-- START OF Material --

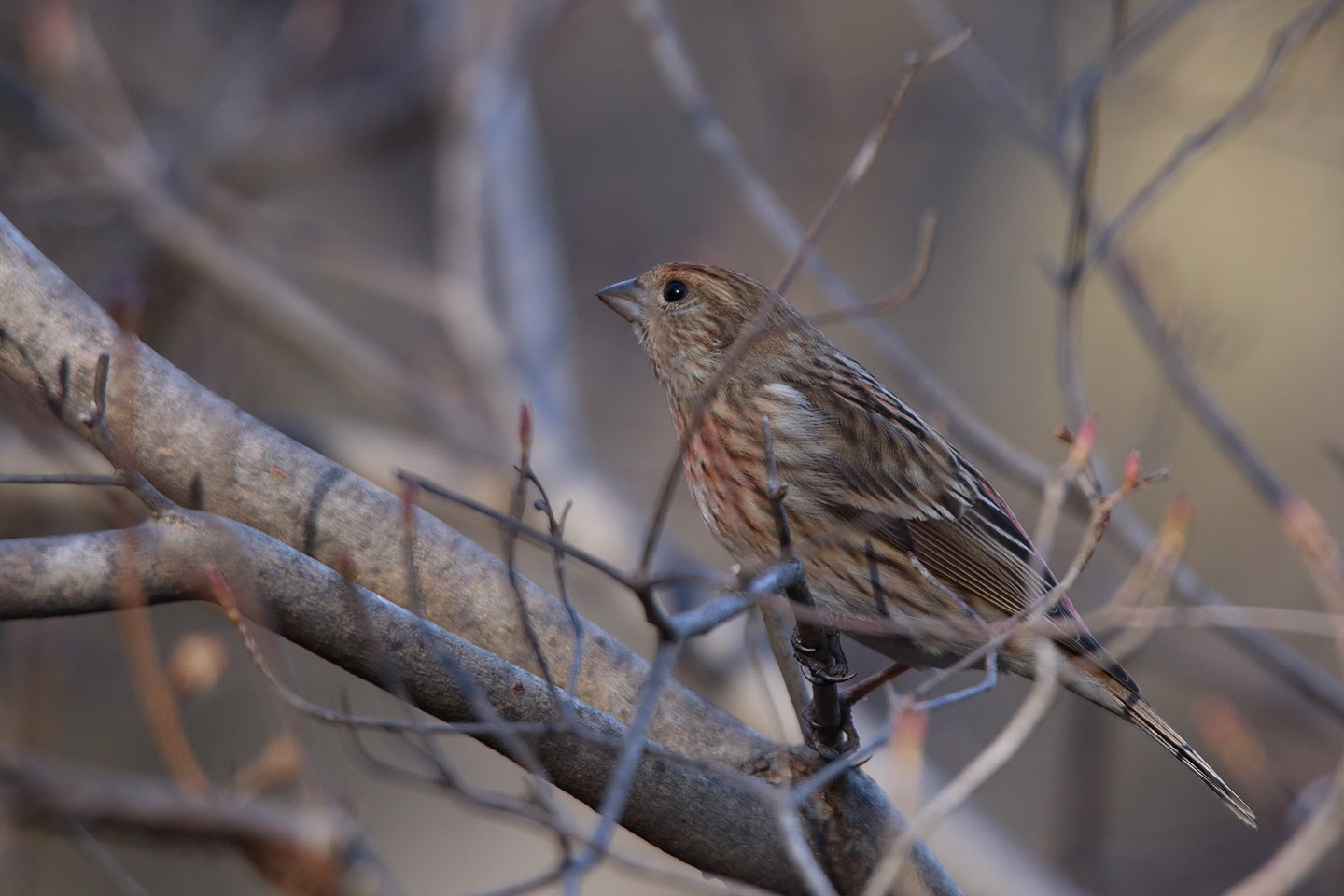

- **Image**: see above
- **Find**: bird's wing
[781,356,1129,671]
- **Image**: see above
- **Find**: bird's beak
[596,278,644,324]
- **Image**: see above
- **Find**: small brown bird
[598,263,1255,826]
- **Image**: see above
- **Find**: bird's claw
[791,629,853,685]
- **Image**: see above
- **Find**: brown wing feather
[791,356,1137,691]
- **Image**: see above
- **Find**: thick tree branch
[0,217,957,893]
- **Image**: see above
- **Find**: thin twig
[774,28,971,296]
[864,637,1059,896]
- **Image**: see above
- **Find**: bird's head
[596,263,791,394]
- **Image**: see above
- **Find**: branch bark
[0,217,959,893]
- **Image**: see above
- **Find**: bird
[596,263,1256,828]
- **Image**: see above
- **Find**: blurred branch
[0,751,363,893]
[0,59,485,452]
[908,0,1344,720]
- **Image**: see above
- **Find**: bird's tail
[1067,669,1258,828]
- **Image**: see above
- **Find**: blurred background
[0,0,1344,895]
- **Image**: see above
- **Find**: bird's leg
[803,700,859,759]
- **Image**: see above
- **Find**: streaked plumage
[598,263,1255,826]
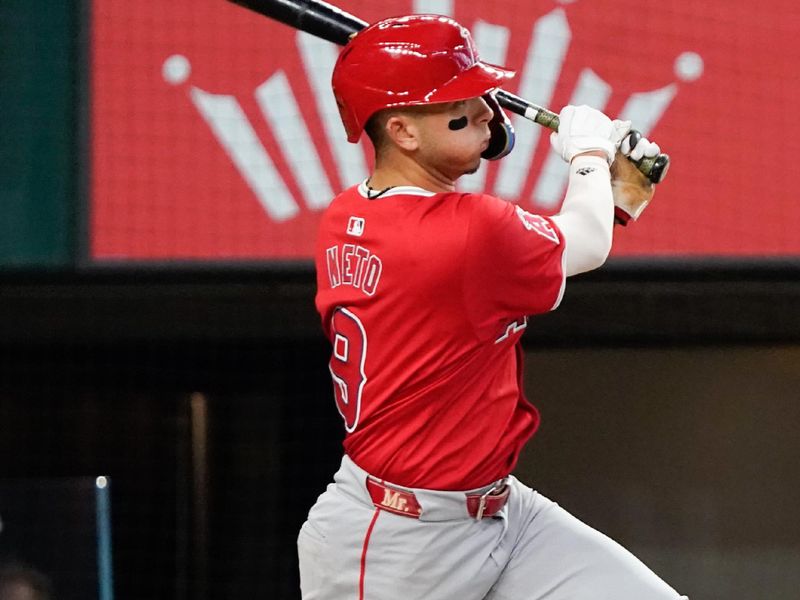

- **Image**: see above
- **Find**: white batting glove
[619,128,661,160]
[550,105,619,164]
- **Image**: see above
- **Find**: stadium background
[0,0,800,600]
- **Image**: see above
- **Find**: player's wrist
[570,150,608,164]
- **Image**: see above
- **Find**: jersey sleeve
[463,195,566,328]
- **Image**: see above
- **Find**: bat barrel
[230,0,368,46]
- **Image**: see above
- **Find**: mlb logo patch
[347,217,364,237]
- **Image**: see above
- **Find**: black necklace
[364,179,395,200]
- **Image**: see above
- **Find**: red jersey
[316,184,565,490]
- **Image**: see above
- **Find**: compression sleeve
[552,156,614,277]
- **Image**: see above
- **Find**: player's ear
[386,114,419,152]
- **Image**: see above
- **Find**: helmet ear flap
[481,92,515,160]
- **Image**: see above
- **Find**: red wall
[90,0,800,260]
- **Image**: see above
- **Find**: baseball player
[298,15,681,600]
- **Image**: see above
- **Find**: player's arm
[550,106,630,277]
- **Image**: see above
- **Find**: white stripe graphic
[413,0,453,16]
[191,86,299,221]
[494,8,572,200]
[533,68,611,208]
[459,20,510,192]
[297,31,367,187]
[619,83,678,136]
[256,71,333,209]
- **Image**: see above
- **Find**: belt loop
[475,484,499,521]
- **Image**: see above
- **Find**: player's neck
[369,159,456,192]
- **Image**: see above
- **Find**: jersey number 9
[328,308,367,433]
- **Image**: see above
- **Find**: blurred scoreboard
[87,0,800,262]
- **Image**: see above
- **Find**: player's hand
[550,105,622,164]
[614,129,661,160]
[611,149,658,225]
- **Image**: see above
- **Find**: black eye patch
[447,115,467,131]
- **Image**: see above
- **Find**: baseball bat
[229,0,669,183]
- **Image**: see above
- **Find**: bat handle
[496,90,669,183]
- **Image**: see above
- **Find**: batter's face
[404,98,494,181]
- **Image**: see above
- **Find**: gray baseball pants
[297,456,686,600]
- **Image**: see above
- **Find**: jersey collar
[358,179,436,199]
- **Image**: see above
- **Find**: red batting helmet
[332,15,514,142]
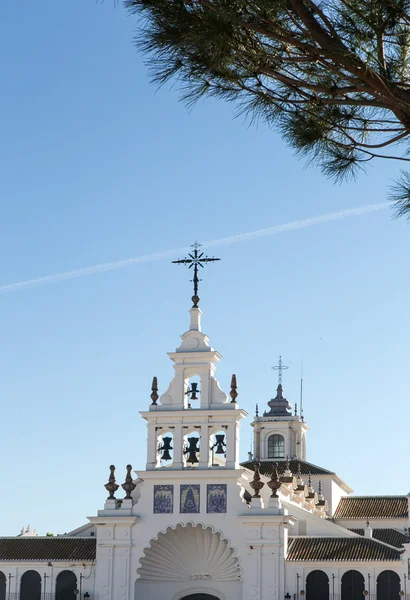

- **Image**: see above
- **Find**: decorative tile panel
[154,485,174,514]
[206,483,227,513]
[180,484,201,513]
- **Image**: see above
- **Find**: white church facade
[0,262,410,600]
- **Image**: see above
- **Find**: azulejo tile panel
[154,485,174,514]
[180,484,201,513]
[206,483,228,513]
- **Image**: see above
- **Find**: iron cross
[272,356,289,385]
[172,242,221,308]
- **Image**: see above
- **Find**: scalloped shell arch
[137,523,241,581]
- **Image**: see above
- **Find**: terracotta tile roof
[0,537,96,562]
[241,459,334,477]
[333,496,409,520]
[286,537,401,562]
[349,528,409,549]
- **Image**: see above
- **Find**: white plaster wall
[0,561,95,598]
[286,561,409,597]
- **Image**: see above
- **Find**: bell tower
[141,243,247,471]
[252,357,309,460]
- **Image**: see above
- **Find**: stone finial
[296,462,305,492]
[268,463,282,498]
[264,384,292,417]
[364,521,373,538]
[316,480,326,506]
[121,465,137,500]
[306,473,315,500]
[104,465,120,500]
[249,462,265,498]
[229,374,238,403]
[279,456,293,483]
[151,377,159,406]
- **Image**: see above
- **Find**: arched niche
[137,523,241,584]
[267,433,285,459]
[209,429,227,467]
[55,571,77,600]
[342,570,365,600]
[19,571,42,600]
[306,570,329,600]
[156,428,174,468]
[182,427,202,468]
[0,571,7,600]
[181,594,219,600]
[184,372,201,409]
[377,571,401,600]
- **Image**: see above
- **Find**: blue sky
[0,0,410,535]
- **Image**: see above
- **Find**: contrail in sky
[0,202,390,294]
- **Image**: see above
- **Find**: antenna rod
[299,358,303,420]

-- END OF Material --
-- START OF Material --

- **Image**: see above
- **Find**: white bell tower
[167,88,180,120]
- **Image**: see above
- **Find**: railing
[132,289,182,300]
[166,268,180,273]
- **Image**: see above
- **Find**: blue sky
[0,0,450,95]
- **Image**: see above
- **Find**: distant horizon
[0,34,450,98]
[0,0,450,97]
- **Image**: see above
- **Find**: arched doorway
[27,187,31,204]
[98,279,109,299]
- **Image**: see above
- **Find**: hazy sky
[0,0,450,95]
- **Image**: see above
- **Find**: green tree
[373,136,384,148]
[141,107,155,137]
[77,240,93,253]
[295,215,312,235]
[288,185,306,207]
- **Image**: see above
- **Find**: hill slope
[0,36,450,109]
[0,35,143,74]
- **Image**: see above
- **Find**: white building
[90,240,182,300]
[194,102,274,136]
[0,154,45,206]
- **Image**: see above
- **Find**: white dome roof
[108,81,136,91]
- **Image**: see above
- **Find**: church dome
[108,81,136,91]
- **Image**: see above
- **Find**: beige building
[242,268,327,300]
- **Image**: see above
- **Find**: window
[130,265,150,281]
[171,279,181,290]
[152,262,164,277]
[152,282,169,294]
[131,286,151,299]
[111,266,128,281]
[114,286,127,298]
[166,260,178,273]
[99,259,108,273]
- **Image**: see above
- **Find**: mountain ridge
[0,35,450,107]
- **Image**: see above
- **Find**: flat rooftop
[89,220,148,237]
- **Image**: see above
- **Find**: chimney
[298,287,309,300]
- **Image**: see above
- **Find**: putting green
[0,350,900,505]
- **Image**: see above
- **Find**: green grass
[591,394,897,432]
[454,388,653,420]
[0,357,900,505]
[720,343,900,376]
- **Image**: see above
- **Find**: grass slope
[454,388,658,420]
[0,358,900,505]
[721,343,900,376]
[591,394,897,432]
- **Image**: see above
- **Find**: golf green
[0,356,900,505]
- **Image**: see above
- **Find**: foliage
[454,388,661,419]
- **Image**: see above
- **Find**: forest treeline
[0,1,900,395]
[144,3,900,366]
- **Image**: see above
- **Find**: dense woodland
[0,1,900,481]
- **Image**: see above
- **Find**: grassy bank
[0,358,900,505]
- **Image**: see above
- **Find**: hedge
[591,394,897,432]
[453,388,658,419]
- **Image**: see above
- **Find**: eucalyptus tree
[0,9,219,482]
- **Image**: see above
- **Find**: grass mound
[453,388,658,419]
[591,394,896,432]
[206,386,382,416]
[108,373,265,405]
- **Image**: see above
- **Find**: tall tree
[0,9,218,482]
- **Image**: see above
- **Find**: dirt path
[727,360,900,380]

-- END OF Material --

• [Aim]:
Please extract every line in the rows above that contains the word "patch".

• [The output]:
- **Find**: mlb logo patch
- **Find**: black eye patch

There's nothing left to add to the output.